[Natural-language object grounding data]
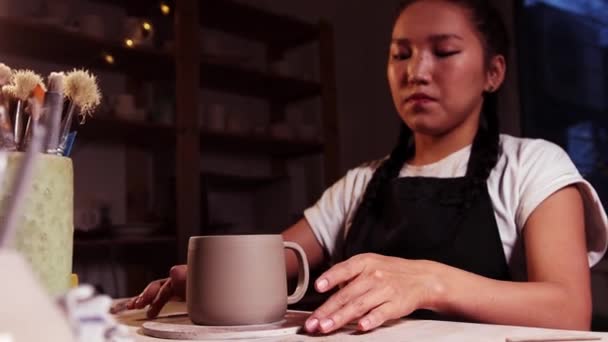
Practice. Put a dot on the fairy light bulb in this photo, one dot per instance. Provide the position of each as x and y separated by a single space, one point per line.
108 58
164 8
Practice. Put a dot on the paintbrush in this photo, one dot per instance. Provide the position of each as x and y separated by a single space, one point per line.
7 138
53 108
82 91
21 87
37 98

• [TASK DESCRIPTION] Images stay out; the entries above are to be printed exactly.

• [OUTPUT FOR THIS TASK]
Practice. Put a dot on the fairy light bulb in this photo, one dot per instance. Provide the position of each as x and y separated by a single space, one point per line.
108 58
164 8
Practice. Put a dot on the paintbrush in this photo, one dot per instance. Provide the position of each as x and y separated by a single space, one point per line.
7 138
53 108
82 91
21 87
37 98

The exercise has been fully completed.